The USA financial system deepened into a severe crisis after huge investment banking companies like Lehman Brother, Meriyll Lynch etc crashed and went bankrupt. Finally USA had to agree that its economy was in a recession and that too since Dec 2007. Strange that it took them almost 12 months to accept the hard fact. All the Asian stock markets were also on a downward roll. Nekkei-225 fell by 42% in this year, Hang Seng was down by 48%, Chinese Composite Index was down by 65% and Russia was the leading one with a fall of 72% this year.

 

The worst came in the Indian markets on Oct 27th 2008 when it touched a 3 years low of 7697 levels from 21,206 levels achieved on Jan 10,2009. FIIs were pulling money badly from the markets and the exposure of ICICI to some of the oversea drafts pulled its stocks down to 28% in intra day on one fine day in October.  The worst hit area was realty pack with all companies from DLF to Unitech posted huge losses this year. Many IPOs were also called off including one from Emaar MGF Land Ltd which came with a 7000 crore offer. The only and partially successful IPO was from Reliance Power.

The year saw a dramatic rise and then a huge fall in crude oil prices. At one point when crude oil peaked $147/barrel analysts were expecting it to touch $200/barrel. But since then it has taken a big dip due to demand slowdown and touched $35-36 levels per barrel. Indian Rupee against Dollar also played a lot of hide and seek. Dollar was once quoted at sub Rs 38 at one point and then touched almost 51 levels. Infact Rupee fell 19% this year making it the biggest loss since 90’s.But amidst all these factors Indian economy somehow avoided the biggest global crisis ever in the world. Even though the effects of the slowdown in USA and world over is very clearly reflecting in India’s growth story, but still then the GDP is expected to grow at about 5-5.5% this year.

Required actions
1. According to the passage on the financial crisis, what price per barrel did crude oil reach at its peak?
2. Decide whether each statement agrees with the passage on the financial crisis, answering yes or no and quoting the words that settle it: (a) Russia's market showed the largest fall of those listed. (b) The Emaar MGF Land Ltd IPO went ahead successfully. (c) India's GDP is expected to grow at about 7% this year.
3. Pick up the passage on the financial crisis after its final sentence and extend it with a further paragraph.
The items that come next have no connection to the passage on the financial crisis.

Records from a collection:
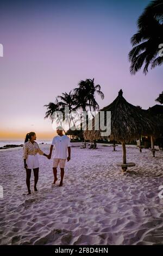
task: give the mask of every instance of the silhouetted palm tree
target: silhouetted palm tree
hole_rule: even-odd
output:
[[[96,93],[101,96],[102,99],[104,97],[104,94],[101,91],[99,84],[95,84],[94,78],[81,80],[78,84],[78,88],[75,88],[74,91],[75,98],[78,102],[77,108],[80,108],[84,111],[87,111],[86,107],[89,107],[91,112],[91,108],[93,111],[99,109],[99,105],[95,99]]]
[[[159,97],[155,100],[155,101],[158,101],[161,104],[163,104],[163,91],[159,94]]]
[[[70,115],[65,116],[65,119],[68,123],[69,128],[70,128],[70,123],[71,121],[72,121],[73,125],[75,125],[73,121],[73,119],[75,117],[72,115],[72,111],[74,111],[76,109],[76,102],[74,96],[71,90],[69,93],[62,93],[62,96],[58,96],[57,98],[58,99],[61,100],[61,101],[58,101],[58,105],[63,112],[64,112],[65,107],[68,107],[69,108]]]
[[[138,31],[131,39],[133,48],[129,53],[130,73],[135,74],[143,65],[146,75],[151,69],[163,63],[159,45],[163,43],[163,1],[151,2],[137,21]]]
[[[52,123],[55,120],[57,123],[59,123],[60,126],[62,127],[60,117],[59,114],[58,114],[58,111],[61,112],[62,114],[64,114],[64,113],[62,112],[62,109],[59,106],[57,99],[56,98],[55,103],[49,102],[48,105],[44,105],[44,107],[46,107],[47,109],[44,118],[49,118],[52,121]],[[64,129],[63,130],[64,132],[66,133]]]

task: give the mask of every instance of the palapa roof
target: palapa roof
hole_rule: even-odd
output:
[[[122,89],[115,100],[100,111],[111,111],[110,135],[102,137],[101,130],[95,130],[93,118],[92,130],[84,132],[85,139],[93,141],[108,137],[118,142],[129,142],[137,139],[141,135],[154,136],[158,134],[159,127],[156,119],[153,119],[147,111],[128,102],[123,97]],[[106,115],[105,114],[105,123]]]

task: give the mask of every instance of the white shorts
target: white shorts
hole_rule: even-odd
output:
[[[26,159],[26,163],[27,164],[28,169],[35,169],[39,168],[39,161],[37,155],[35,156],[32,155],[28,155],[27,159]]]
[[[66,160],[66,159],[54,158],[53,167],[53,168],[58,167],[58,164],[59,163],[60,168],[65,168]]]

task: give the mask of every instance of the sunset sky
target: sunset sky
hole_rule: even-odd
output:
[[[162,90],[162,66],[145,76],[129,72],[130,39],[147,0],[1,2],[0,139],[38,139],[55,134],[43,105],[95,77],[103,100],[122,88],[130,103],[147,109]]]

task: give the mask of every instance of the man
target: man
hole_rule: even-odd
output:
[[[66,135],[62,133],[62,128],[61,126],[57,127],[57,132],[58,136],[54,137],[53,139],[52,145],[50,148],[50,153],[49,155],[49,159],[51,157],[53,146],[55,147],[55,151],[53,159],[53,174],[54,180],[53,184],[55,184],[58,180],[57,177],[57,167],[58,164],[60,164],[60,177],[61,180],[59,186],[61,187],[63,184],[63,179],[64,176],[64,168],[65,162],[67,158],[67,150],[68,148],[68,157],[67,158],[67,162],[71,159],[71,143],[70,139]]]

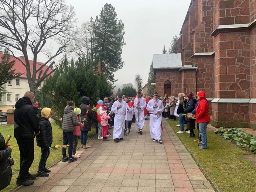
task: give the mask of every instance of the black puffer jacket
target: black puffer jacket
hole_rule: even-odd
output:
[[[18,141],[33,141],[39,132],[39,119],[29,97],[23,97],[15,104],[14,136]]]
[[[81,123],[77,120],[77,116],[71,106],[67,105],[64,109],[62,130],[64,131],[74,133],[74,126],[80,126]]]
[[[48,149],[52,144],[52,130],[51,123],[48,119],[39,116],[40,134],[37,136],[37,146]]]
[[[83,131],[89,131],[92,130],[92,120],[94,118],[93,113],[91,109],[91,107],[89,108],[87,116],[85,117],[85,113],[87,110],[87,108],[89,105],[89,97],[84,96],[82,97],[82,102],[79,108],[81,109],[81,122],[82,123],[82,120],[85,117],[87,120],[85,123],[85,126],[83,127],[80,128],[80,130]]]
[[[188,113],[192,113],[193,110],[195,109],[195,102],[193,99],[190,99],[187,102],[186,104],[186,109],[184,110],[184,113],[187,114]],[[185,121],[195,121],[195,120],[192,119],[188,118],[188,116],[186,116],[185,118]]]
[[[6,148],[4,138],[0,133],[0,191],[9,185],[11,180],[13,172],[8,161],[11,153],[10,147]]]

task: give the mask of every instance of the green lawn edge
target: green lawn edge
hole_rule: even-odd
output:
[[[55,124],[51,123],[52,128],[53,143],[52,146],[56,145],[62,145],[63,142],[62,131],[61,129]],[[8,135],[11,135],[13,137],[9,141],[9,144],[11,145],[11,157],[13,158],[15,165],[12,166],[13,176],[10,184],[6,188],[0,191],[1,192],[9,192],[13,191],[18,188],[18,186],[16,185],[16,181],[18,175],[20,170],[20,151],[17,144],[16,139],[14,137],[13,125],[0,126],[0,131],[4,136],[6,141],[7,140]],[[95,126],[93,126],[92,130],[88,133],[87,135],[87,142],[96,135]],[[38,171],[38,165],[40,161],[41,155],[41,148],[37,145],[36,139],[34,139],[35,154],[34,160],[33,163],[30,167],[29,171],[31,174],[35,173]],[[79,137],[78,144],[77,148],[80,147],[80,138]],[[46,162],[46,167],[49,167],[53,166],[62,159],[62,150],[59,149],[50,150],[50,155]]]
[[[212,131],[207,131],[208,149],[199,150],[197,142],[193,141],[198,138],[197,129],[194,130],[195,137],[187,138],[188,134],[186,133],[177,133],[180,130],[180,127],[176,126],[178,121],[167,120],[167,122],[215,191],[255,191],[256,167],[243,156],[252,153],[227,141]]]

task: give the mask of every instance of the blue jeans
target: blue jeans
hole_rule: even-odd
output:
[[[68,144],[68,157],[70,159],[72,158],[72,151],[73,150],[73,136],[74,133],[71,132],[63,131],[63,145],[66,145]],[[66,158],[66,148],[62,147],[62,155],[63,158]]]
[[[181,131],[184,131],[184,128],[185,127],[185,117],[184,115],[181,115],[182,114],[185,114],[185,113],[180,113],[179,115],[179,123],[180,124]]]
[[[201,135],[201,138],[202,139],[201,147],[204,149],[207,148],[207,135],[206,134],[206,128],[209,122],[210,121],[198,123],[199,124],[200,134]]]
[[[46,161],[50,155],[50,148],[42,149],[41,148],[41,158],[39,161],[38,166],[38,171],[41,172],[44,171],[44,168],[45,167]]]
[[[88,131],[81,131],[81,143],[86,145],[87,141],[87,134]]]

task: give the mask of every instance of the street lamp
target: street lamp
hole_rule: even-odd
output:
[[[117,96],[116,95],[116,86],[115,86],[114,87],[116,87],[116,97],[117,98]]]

...

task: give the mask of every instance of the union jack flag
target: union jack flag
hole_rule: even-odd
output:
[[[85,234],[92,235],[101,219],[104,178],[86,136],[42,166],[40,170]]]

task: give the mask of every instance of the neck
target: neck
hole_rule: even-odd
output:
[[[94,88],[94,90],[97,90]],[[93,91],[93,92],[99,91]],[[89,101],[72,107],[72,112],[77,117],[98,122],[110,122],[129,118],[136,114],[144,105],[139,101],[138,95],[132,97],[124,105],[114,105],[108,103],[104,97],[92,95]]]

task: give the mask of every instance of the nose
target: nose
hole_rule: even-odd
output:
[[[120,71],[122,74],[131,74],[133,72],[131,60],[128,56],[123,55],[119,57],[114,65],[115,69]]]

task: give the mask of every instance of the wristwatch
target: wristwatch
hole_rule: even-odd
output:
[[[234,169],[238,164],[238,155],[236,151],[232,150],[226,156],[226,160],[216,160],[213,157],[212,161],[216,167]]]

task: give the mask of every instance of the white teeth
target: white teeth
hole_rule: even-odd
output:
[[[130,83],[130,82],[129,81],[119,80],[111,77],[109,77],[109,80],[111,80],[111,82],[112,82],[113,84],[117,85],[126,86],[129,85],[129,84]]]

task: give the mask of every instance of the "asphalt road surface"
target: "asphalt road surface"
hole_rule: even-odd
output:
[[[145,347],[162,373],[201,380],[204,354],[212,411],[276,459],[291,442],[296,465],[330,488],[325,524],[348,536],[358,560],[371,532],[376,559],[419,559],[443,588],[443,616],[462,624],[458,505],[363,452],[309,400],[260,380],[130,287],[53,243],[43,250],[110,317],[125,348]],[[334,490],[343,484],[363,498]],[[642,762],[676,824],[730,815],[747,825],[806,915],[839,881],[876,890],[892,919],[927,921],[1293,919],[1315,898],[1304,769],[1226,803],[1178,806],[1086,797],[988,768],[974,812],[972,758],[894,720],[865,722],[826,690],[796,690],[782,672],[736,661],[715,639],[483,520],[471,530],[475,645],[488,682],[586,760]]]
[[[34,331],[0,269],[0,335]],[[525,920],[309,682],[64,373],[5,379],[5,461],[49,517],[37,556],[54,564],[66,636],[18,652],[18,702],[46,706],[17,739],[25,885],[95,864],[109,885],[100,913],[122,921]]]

The responses
1. Crude oil peaked at $147 per barrel.

2.
(a) Yes: "Russia was the leading one with a fall of 72% this year."
(b) No: "Many IPOs were also called off including one from Emaar MGF Land Ltd which came with a 7000 crore offer."
(c) No: "the GDP is expected to grow at about 5-5.5% this year."

3.
Thanks to some of the decision taken by RBI and Mr.Y.V.Reddy sometime back, that we are atleast in a comfortable position today. From here the impacts of slowdown will further come into picture. Some even expect the Indian share markets to touch Oct lows again with a fall of 20-25% from here. Only time will tell the story better.  On the last trading day of the year Sensex lost 68 points to close at 9647 levels and nifty lost 20 points to close at 2959 levels. ICICI has also cut its home loan rates by 0.5% today.It is applicable for both current and existing customers. With a positive hope that the economy and the Indian markets will recover to some extent in the next year, lets bid adieu 2008 !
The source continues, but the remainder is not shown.